■ **Directions for this task**
Start at the top of the records below and copy them exactly to the end.

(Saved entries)
--- --- ---
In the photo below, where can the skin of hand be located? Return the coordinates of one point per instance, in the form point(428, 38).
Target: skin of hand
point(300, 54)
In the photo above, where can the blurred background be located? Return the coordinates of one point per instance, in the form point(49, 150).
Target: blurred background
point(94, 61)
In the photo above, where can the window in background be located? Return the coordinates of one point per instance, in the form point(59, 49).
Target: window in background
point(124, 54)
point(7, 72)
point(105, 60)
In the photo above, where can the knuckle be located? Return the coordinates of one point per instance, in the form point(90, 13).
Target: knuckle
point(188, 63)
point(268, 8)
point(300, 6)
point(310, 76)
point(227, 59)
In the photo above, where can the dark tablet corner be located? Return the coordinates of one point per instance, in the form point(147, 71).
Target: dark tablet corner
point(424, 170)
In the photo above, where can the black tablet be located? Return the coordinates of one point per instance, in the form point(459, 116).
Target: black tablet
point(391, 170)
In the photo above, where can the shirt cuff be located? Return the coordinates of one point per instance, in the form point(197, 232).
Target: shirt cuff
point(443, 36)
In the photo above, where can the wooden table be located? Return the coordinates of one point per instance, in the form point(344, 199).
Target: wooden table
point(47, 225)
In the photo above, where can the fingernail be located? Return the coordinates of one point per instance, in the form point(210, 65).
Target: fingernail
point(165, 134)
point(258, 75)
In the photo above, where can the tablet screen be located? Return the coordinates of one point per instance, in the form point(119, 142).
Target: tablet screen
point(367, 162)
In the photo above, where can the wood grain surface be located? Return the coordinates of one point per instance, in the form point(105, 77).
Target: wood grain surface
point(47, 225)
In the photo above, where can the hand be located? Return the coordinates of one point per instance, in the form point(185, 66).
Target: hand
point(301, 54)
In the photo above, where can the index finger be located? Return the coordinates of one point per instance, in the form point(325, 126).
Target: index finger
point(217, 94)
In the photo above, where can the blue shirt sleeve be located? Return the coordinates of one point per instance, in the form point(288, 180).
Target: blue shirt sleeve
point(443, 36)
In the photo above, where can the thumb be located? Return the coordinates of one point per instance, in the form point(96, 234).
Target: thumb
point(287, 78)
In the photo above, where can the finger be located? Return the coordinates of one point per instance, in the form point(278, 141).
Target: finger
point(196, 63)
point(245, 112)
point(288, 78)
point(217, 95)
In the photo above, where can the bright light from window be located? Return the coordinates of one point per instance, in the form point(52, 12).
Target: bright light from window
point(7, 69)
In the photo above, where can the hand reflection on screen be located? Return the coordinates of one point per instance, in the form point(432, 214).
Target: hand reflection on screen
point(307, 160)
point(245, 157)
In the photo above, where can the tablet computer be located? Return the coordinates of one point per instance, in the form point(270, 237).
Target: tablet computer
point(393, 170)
--- --- ---
■ **Expected answer**
In the photo below, where can the skin of hand be located? Return the coordinates of one point per instance, in the form point(428, 38).
Target: skin of hand
point(300, 54)
In the photo above, where can the blurred background be located? Return the coordinates of one point per instance, in the form point(49, 150).
Target: blurred background
point(94, 61)
In the photo above, where can the window in background be located? Return the coordinates of one point per instance, in the form point(59, 49).
Target: window in background
point(124, 54)
point(7, 72)
point(105, 60)
In the photo above, where can the knuckle be located? Return the coordinates of one point per instance, in the form point(90, 13).
Target: knuckle
point(188, 63)
point(268, 8)
point(300, 6)
point(310, 76)
point(227, 59)
In the photo above, where can the dark tablet corner be located? Return the coordinates of one point per instance, in the form point(147, 71).
Target: dark tablet corner
point(424, 170)
In the photo above, where can the black tablet be located? Return the coordinates of one point per instance, in the form point(459, 116).
Target: black tablet
point(391, 170)
In the photo above, where can the shirt cuff be located? Return the coordinates of one point per instance, in the form point(197, 232).
Target: shirt cuff
point(443, 36)
In the photo above, where can the wooden table be located? Return the coordinates of one point per instance, in the form point(344, 199).
Target: wooden table
point(47, 225)
In the photo above, where can the fingernail be located? Return the coordinates of one point per instance, in the form point(210, 65).
Target: fingernail
point(165, 134)
point(258, 75)
In the photo above, where can the tablet screen be located? Return the coordinates of one point per instance, in the form point(119, 142).
Target: tablet screen
point(367, 162)
In the photo above, where can the wood grain surface be located? Return the coordinates of one point per instance, in the form point(105, 77).
Target: wood grain surface
point(47, 225)
In the photo above, where can the hand be located? Return the coordinates of one point per instance, in the form point(185, 66).
Target: hand
point(301, 54)
In the photo above, where can the index finger be located? Return the coordinates of one point per instance, in the form point(325, 126).
Target: index finger
point(217, 94)
In the photo above, where can the blue shirt sleeve be located? Return the coordinates of one point per instance, in the form point(288, 180).
Target: blue shirt sleeve
point(443, 36)
In the photo above, where can the thumb be located? Return the coordinates of one point per instance, in the form point(96, 234).
Target: thumb
point(287, 78)
In the photo above, where can the finger be located? Return the coordinates of one point per instance, in the form point(278, 141).
Target: finger
point(196, 63)
point(245, 112)
point(288, 78)
point(217, 95)
In the photo above, where can the bright light from window be located? Return the coordinates of one point per instance, in the form point(52, 12).
Target: bright light from window
point(7, 69)
In the photo above, where can the hand reflection on screen be located? Return the coordinates of one point per instance, in the form point(432, 214).
Target: hand reflection on screen
point(307, 160)
point(245, 157)
In the photo above, where can the tablet computer be located? Return the coordinates of one point per instance, in the form point(270, 237).
Target: tablet computer
point(393, 170)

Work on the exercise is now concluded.